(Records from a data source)
**********
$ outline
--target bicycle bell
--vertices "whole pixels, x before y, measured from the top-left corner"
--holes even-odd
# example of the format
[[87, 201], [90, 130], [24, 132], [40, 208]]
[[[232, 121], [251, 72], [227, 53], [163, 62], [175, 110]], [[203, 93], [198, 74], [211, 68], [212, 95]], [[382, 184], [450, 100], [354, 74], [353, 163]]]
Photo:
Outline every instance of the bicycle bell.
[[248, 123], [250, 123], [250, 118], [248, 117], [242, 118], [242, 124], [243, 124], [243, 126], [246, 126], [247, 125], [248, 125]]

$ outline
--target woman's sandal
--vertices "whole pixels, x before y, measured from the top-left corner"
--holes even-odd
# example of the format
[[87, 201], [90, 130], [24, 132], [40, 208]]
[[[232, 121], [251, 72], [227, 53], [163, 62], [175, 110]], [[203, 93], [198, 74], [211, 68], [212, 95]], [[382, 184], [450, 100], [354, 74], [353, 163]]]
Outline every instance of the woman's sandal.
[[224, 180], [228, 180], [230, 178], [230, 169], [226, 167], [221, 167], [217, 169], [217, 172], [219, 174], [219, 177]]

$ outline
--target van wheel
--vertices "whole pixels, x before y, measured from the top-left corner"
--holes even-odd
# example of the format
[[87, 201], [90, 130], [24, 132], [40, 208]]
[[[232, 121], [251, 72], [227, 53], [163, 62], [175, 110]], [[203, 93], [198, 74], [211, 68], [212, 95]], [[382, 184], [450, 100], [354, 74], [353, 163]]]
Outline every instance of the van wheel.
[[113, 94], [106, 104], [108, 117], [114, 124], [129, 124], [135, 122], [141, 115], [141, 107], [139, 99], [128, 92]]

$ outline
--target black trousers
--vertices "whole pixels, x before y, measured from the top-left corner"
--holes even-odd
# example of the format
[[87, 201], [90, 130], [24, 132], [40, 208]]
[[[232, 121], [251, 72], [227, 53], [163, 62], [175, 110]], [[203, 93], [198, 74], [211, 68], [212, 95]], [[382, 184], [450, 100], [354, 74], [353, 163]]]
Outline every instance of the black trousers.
**********
Output every line of the listing above, character for character, with nothing changed.

$ outline
--target bicycle bell
--vertices "whole pixels, x before y, measured from the top-left corner"
--holes even-odd
# example of the format
[[87, 201], [90, 130], [24, 132], [40, 208]]
[[[232, 121], [251, 72], [227, 53], [163, 62], [175, 110]], [[203, 93], [198, 74], [211, 68], [212, 95]], [[382, 184], [450, 100], [354, 74], [353, 163]]]
Photo:
Outline every instance of the bicycle bell.
[[248, 123], [250, 123], [250, 118], [248, 117], [242, 118], [242, 124], [243, 124], [243, 126], [246, 126], [247, 125], [248, 125]]

$ outline
--target woman's sandal
--vertices "whole pixels, x before y, measured from the top-left corner"
--holes even-odd
# example of the format
[[87, 201], [90, 130], [24, 132], [40, 208]]
[[[232, 121], [251, 72], [227, 53], [163, 62], [175, 110]], [[203, 93], [198, 74], [211, 68], [212, 95]], [[382, 184], [450, 100], [354, 74], [353, 163]]]
Outline every instance of the woman's sandal.
[[224, 180], [228, 180], [230, 178], [230, 169], [226, 167], [221, 167], [217, 169], [217, 172], [219, 174], [219, 177]]

$ outline
--target van wheel
--vertices "whole pixels, x before y, measured from the top-left corner"
--holes even-odd
# example of the format
[[87, 201], [90, 130], [24, 132], [40, 208]]
[[[232, 121], [251, 72], [227, 53], [163, 62], [175, 110]], [[203, 93], [198, 74], [211, 68], [212, 95]], [[382, 184], [450, 100], [354, 74], [353, 163]]]
Outline every instance of the van wheel.
[[113, 94], [106, 104], [108, 117], [114, 124], [129, 124], [135, 122], [141, 115], [141, 107], [139, 99], [128, 92]]

$ outline
--target black trousers
--vertices "whole pixels, x before y, measured from the top-left corner"
--holes even-odd
# example of the format
[[87, 201], [90, 130], [24, 132], [40, 208]]
[[[232, 121], [251, 72], [227, 53], [163, 62], [175, 110]], [[203, 93], [198, 74], [211, 68], [212, 95]], [[382, 184], [450, 100], [354, 74], [353, 163]]]
Outline every instance of the black trousers.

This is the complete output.